I would like every record printed again, exactly as shown.

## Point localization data
◆ ◆ ◆ ◆ ◆
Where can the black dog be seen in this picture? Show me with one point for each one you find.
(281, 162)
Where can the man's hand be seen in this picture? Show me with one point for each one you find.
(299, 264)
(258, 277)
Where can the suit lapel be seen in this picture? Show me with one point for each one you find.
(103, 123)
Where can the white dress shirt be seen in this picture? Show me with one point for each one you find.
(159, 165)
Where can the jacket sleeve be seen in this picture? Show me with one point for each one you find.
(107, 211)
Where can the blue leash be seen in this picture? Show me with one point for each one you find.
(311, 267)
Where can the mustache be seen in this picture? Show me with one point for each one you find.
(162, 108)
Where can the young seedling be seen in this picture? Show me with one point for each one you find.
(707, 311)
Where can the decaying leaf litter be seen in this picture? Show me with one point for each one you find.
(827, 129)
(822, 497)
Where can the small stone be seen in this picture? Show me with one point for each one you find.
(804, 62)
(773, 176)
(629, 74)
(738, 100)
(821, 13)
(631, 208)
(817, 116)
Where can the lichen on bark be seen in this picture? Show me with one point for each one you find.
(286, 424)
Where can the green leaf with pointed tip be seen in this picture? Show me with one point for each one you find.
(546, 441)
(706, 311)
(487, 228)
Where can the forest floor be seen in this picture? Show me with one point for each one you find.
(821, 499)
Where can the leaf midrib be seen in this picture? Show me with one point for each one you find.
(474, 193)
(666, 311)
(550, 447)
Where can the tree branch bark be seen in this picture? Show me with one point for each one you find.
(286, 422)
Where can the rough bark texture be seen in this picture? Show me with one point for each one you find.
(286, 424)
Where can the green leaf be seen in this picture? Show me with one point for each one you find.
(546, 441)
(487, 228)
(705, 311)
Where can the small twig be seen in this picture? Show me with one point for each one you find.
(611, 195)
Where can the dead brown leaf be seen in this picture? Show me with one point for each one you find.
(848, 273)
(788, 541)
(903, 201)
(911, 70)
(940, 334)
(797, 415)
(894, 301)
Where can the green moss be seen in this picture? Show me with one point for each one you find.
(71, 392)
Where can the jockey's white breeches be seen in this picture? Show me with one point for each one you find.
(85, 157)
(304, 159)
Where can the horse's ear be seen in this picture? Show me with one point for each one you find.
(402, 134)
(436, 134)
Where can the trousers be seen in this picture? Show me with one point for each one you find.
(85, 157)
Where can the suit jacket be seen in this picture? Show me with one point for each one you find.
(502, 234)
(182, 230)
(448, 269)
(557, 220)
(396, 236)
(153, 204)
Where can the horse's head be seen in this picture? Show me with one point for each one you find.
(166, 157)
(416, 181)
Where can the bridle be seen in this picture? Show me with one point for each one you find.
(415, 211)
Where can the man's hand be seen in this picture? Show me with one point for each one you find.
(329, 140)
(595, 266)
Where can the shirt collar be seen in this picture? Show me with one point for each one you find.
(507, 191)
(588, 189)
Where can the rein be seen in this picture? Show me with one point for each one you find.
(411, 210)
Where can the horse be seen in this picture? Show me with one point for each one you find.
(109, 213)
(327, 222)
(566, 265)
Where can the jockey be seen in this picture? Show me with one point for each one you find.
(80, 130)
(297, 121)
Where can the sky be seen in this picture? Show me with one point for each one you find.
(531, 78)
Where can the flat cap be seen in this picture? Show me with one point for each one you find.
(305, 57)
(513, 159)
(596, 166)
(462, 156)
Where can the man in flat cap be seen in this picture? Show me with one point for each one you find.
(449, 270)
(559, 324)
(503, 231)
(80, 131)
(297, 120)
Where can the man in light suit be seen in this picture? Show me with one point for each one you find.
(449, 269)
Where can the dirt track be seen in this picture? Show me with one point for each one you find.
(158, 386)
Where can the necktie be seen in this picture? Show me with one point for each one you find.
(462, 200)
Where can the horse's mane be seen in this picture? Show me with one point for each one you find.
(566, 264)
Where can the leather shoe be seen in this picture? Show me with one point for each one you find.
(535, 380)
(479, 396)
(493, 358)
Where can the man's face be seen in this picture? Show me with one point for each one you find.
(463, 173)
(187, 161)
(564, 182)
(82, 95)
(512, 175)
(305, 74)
◆ ◆ ◆ ◆ ◆
## Exercise answer
Where can the black dog be seen in this picture? Show me with one point for each one you find.
(281, 162)
Where can the man's hand be seen in this picture? Show me with one point for each one you find.
(299, 264)
(258, 277)
Where can the suit lapel be seen in this picture? Show me with one point for each one you find.
(103, 123)
Where can the white dress shirt be seen in this picture? Show me with one point for each one you find.
(159, 165)
Where can the jacket sleeve be seen in this picture? Show me with one point for each one you find.
(107, 211)
Where can the blue leash be seen in this picture? Show me with one point for each one you find.
(311, 267)
Where can the mustache be seen in this picture? Show me with one point for each one you find.
(162, 108)
Where can the young seedling be seen in this picture? Show me with one point for each one you find.
(707, 311)
Where can the decaying leaf litter be seen in this picture? Show me with one point for each one you find.
(827, 129)
(822, 497)
Where can the small stone be seen in this picture? Show me with one point for each one you find.
(804, 62)
(773, 176)
(629, 74)
(738, 100)
(821, 13)
(631, 208)
(817, 116)
Where can the lichen on bark be seen in this picture? Show me with one point for each one you find.
(286, 424)
Where can the green leaf with pointed tip be seen in this picture? Show me with one point for each one you find.
(546, 441)
(706, 311)
(487, 228)
Where can the forest floor be seen in this picture? Show me with one point for each one you find.
(821, 499)
Where can the leaf midrib be seen in this picture? Show me with one point for each one you find.
(474, 193)
(666, 311)
(550, 447)
Where can the tree branch bark be seen in this picture? Show me with one point for each one you find.
(286, 422)
Where can the rough bark texture be seen in this picture? Show me with one point for each one you find.
(286, 424)
Where can the green leaf be seen in this picture? Show me with one point for each one you find.
(546, 441)
(487, 228)
(705, 311)
Where can the small twig be seen in this picture? Show me with one point for each one you find.
(611, 195)
Where can the dead brown leaf be seen in this picture? Show me with one point for each one you find.
(848, 273)
(788, 541)
(903, 201)
(911, 70)
(940, 334)
(797, 415)
(894, 301)
Where can the green moss be seen in this picture? Show me with one point for each one you find.
(71, 392)
Where can the jockey's white breeches be seen in this picture? Show me with one point for each one you find.
(85, 157)
(304, 159)
Where can the horse's ear be seen in this picture? Show me with one point for each one you find.
(402, 134)
(436, 134)
Where can the trousers be seen in this picture? Show me with one point for each one you find.
(85, 157)
Where can the suit jacket be seen in this picture? Show me with one point for each one you find.
(502, 234)
(182, 230)
(448, 269)
(557, 220)
(396, 236)
(153, 204)
Where can the horse's head be seen in this picture? Show me with one point for each one you find.
(166, 157)
(416, 181)
Where can the bridle be seen in this picture? Show me with one point for each one you find.
(415, 211)
Where can the man's hand be seen in this picture? Show me with one point for each one you find.
(329, 140)
(595, 266)
Where can the shirt collar be seen in this picture? Show me with one point for each one you find.
(507, 191)
(588, 189)
Where can the rein be seen in this picture? Show me with one point for each one you find.
(411, 210)
Where can the horse be seen in this picture? Show me with one point for each one you find.
(109, 213)
(327, 222)
(566, 265)
Where can the jockey be seen in this picture? Show me with one point for each one you find.
(80, 130)
(297, 121)
Where can the sky be seen in this picture? Show me with one point for each one you find.
(531, 78)
Where can the flat cap be seen in this picture? Show me with one point for each one you find.
(305, 57)
(513, 159)
(596, 166)
(462, 156)
Where can the man in flat cap be seen in this picture? Show me with one point for each one you find.
(449, 270)
(559, 324)
(503, 231)
(80, 131)
(297, 120)
Where can the man in light suit be seen in this picture? Show me with one point for each one you find.
(449, 269)
Where can the dirt track be seen in this picture? Show me with one point for each one you find.
(158, 386)
Where can the necktie be seen in this picture? Show me with one point for each one you find.
(462, 200)
Where can the horse's mane be seen in this picture? Show me with one point for each one you find.
(566, 264)
Where can the leather shoe be seen in this picture? Show me with one point for each one you find.
(535, 380)
(479, 396)
(493, 358)
Where can the man's face be seen in this picture? Show me with one point for each one you find.
(463, 173)
(187, 161)
(564, 182)
(82, 95)
(512, 175)
(305, 74)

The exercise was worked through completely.